Goal
Reproduce only this part of the listing: the line with "of the snow-covered", plus every line after it through the last.
-- start of Entries --
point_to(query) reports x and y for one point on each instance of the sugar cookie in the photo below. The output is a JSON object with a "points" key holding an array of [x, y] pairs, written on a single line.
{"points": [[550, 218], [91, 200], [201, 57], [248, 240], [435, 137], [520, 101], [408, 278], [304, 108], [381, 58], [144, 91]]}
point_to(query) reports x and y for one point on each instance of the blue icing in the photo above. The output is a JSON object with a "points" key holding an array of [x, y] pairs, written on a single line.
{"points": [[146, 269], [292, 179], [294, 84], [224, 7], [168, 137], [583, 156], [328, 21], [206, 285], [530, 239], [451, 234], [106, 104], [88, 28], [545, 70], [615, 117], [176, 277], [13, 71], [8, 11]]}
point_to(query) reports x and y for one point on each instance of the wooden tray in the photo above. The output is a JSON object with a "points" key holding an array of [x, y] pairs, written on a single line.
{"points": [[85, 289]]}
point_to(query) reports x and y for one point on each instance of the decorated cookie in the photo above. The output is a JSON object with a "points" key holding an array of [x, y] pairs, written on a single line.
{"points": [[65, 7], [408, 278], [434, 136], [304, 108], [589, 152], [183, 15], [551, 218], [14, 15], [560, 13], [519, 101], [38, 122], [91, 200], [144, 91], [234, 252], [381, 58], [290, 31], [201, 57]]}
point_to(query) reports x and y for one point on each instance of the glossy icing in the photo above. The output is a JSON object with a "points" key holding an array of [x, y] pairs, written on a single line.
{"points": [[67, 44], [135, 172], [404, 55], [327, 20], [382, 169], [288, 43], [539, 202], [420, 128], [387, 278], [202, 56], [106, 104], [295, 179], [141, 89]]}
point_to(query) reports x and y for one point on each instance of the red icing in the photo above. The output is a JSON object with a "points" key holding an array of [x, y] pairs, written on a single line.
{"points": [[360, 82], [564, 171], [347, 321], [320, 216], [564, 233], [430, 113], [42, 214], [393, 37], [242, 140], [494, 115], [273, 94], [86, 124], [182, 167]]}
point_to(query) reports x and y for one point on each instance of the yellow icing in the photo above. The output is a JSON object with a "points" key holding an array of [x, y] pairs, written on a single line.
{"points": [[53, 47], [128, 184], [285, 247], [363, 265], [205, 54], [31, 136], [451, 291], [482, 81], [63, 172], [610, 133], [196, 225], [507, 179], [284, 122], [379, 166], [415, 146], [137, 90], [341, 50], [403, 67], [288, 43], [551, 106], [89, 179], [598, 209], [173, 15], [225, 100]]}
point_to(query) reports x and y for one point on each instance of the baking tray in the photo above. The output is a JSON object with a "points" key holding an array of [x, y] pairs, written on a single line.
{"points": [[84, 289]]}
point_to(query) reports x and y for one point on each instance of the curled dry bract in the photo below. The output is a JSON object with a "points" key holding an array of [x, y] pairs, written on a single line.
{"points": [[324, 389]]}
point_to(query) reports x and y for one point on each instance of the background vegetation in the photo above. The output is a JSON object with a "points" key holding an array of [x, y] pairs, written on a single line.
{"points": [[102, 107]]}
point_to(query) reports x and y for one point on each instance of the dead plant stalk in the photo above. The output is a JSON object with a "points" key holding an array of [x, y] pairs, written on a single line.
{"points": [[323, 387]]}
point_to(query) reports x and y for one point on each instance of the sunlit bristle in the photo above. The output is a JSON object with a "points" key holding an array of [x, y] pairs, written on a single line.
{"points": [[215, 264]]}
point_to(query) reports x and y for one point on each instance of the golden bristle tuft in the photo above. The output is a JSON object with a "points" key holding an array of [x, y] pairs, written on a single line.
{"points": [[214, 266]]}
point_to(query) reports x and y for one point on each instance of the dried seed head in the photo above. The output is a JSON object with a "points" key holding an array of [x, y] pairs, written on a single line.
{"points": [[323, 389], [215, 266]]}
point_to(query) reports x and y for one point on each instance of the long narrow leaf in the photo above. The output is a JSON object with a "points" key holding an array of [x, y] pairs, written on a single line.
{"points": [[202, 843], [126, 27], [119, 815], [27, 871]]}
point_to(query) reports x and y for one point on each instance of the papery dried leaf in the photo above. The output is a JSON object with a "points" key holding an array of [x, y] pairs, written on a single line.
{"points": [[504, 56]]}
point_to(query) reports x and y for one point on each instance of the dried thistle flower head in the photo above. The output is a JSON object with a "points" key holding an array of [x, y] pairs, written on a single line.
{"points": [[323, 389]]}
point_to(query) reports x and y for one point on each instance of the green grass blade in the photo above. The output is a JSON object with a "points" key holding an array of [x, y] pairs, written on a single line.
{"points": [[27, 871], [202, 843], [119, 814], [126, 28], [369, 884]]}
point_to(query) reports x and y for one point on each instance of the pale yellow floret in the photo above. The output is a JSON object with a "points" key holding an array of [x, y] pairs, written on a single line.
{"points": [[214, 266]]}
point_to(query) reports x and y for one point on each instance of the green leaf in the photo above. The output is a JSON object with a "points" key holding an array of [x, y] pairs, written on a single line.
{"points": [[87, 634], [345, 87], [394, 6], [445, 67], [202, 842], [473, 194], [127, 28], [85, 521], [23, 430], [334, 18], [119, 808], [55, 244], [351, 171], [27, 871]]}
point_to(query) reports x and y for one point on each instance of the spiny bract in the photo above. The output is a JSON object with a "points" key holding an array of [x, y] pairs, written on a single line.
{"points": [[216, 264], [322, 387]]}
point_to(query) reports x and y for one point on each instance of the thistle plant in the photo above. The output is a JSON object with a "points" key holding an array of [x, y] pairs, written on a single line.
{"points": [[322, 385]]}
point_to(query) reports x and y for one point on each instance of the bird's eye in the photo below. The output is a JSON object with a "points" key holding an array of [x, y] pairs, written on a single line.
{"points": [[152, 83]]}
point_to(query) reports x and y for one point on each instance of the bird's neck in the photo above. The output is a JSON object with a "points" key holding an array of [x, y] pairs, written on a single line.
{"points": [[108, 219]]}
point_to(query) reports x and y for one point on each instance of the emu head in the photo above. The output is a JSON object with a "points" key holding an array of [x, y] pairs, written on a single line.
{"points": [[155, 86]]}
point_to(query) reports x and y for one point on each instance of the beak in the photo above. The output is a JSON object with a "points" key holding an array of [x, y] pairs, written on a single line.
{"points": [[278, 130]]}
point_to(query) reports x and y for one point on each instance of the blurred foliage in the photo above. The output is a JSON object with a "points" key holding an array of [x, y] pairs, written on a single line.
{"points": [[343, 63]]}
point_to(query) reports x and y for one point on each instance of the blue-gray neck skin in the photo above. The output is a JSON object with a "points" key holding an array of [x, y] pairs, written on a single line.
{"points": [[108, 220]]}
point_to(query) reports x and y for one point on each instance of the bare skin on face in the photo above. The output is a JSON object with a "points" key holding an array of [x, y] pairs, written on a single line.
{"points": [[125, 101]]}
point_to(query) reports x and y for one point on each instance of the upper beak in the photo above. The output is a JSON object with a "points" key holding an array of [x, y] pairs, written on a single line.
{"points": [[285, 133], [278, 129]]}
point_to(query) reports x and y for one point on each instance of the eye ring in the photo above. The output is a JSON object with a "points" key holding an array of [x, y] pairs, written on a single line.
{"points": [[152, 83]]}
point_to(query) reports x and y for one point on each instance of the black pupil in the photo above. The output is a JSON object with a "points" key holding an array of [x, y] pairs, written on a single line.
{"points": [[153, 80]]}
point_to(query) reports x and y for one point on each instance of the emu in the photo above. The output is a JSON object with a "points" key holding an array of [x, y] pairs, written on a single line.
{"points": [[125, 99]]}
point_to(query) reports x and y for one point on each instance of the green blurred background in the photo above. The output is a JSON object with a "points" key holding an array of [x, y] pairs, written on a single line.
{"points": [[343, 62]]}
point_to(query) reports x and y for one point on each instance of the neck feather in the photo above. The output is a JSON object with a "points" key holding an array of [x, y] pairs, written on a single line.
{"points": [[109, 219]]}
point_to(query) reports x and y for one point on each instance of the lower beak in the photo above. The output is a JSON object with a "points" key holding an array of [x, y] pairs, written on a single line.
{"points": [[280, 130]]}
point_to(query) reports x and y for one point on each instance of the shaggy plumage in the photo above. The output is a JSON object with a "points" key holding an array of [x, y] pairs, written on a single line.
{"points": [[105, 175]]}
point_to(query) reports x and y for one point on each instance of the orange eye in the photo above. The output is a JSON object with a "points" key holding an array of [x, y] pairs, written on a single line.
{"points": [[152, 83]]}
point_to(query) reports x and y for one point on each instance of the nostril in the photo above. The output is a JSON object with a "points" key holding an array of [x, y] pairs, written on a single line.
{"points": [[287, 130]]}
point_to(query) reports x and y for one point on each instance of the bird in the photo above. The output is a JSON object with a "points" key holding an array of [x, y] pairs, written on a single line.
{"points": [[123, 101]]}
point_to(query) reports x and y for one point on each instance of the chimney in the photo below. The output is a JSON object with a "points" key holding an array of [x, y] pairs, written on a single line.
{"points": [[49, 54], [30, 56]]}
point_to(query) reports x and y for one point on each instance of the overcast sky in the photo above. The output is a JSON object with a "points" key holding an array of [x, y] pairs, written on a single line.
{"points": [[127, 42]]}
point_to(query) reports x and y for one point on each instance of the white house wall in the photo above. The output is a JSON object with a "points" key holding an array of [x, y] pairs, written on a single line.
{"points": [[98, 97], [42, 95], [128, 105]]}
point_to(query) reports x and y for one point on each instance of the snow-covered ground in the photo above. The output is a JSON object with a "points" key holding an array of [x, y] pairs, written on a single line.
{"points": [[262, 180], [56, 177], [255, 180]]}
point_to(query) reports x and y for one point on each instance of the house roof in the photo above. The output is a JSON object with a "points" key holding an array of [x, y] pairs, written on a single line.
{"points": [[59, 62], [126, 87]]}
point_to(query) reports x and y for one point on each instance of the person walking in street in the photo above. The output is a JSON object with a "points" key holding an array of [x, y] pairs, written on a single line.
-- end of Entries --
Answer to the exercise
point_to(query) reports x and y for one point on each instance of the snow-covered ground in the photo above. The output is a JSON object with a "points" key holding an array of [x, y] pairs, written on a single line.
{"points": [[262, 180], [56, 177], [255, 180]]}
point_to(query) reports x and y for one point on each instance of the house roof in the photo above. The output is a JSON object with a "points" key holding an array of [x, y] pairs, written on a single line.
{"points": [[59, 62], [126, 87]]}
point_to(query) reports x and y for one point on each instance of the person walking in street in the photo above. The output is a JSON object with a "points" key holding an array of [x, y] pairs, written on a single line.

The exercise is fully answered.